[Selected excerpt]

Radiofrequency ablation (RFA) is a chronic pain management procedure available at the Novus Spine & Pain Center in Lakeland, Florida. The procedure uses heat generated by radio waves to destroy nerve tissue. It is typically performed by inserting a needle through the skin and into the area of the body where the pain originates. A variation of the procedure, radiofrequency catheter ablation, delivers the radio waves via a catheter instead of a needle.
The procedure can treat a range of conditions, including chronic back and neck pain. It can also be used to treat chronic venous insufficiency in the legs and shrink benign and malignant tumors or other growths in the body.
Radiofrequency ablation is not recommended for everyone. It is best suited for chronic pain that hasn’t improved with other treatments, such as medications or physical therapy. The results of radiofrequency ablation vary, and it is possible the pain may return, requiring additional treatments.
Radiofrequency ablation (also called rhizotomy) is a non-surgical, minimally invasive procedure to help reduce chronic pain. The goal of radiofrequency ablation is to use radio waves to produce heat to destroy a small area of nerves. Radiofrequency waves are electromagnetic waves that travel at the speed of light (186,000 miles per second).

[/Selected excerpt]
[Listed entries]

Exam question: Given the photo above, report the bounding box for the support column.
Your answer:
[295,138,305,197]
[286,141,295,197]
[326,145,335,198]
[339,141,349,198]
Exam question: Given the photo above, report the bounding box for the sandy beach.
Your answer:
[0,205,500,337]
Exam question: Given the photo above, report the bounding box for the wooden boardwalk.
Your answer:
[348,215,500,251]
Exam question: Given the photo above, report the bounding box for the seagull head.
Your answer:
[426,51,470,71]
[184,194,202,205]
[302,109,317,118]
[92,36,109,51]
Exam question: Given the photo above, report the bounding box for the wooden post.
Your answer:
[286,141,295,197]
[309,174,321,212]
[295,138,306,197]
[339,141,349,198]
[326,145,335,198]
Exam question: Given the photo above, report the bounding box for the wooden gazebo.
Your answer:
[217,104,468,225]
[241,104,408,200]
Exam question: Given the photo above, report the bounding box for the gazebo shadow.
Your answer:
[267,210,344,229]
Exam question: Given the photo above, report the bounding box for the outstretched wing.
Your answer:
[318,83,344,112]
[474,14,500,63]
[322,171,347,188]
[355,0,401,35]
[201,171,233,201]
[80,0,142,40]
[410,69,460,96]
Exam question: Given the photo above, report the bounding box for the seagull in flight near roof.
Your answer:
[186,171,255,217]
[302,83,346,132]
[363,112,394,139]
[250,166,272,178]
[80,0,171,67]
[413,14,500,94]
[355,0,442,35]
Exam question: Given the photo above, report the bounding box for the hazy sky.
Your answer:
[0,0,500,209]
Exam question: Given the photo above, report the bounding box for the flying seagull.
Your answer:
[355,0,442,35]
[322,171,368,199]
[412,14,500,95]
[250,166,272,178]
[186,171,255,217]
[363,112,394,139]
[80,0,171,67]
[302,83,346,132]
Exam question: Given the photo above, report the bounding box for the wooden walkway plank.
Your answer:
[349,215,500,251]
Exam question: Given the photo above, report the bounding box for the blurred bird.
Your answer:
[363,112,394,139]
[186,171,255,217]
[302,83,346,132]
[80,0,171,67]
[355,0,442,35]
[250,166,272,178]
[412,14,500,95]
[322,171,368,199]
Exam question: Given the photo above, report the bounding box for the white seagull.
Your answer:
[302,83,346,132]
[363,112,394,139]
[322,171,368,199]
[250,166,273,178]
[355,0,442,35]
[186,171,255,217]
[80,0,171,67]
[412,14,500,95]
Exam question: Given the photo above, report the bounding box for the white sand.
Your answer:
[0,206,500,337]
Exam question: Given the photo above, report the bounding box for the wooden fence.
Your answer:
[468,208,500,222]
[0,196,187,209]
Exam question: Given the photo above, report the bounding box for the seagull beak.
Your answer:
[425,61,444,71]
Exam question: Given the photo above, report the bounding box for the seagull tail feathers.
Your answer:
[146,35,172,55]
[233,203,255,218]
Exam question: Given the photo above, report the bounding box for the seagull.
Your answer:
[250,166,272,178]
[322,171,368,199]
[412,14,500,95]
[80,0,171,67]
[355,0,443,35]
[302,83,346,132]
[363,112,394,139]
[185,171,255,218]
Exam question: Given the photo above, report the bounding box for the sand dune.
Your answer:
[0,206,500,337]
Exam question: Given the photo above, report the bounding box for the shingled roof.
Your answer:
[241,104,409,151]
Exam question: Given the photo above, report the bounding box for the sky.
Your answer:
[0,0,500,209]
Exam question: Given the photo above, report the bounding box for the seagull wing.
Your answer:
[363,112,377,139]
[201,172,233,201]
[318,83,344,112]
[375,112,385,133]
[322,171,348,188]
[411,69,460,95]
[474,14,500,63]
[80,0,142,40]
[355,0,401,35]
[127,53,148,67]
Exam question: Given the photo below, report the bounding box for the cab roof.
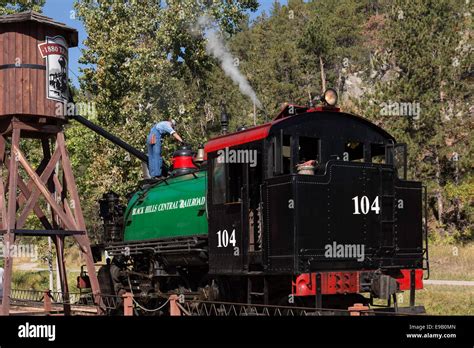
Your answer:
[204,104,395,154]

[/Listed entries]
[Listed entries]

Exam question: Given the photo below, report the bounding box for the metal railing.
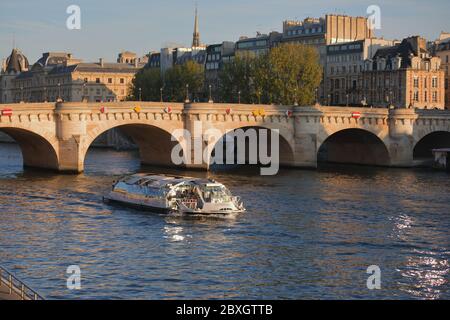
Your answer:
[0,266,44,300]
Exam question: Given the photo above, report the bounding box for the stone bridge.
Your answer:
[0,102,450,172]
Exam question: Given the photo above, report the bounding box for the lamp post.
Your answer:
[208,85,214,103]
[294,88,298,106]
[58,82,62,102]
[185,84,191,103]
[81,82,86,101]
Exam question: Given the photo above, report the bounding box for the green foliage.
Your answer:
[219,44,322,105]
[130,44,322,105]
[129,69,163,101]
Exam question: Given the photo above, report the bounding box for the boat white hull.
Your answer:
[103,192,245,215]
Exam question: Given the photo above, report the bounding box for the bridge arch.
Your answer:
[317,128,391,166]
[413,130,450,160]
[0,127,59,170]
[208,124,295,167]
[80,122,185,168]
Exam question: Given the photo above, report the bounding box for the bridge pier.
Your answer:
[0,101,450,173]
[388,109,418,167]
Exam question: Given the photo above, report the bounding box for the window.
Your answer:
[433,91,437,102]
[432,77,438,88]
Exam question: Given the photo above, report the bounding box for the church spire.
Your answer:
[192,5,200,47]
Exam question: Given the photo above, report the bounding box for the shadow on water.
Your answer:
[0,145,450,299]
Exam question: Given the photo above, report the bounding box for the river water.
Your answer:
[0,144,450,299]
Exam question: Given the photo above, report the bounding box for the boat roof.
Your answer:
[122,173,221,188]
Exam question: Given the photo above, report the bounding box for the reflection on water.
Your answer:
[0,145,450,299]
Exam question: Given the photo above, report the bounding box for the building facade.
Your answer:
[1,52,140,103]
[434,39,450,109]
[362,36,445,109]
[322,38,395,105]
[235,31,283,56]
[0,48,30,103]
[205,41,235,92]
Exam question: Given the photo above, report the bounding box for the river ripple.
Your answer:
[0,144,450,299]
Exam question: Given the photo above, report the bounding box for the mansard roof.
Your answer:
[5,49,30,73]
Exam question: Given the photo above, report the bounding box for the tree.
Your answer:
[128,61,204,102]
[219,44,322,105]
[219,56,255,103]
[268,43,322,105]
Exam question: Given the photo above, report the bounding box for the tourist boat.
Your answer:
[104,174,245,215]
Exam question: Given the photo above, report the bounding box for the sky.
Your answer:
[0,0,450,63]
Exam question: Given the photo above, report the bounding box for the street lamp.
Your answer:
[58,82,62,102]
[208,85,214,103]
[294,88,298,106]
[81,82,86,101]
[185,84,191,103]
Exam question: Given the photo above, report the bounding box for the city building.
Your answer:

[/Listed entries]

* [The task] Extend the text on radiofrequency ablation, picking up right after its final sentence.

* [Task response]
The heat generated by the radio waves destroys nerve tissue and stops it from sending pain signals to the brain. The goals of radiofrequency ablation are to:
Stop or reduce pain.
Reduce the number of pain medications taken.
Avoid or delay surgery.
Radiofrequency ablation offers longer-term pain relief than nerve blocks or other injections.
The procedure can help relieve pain from varicose veins in the legs, and chronic pain in the lower back, neck, and arthritic joints when other approaches have failed.
Conditions Treated with Radiofrequency Ablation
Typically, radiofrequency ablation targets pain from the facet joints, pairs of small joints located at each vertebral level of the spine. Each facet joint connects to two branch nerves that carry pain signals to the brain.
Many types of chronic pain respond well to radiofrequency ablation, including:
Chronic pain caused by conditions including arthritis of the spine (spondylosis) and sacroiliac (SI) joint pain.
Neuropathic pain conditions like peripheral nerve entrapment syndromes.
Pain related to the degeneration of joints from arthritis.
Spinal arthritis (spondylosis).
Radiofrequency ablation can also seal off diseased varicose veins to redirect blood flow to healthier veins in the legs.
Unfortunately, radiofrequency ablation is temporary pain relief as it does not treat the source of the pain. Over time, the treated nerves recover function, so the pain returns, and the procedure must be repeated.
How Does Radiofrequency Ablation Work?
Using X-ray guidance, a special radiofrequency needle is positioned alongside the nerves causing the pain. Once the needle is in place, radio waves produce heat in the needle, which destroys the targeted nerve tissue. With the nerve tissue destroyed, it no longer sends signals to the brain. If needed, more than one nerve can be treated during the procedure.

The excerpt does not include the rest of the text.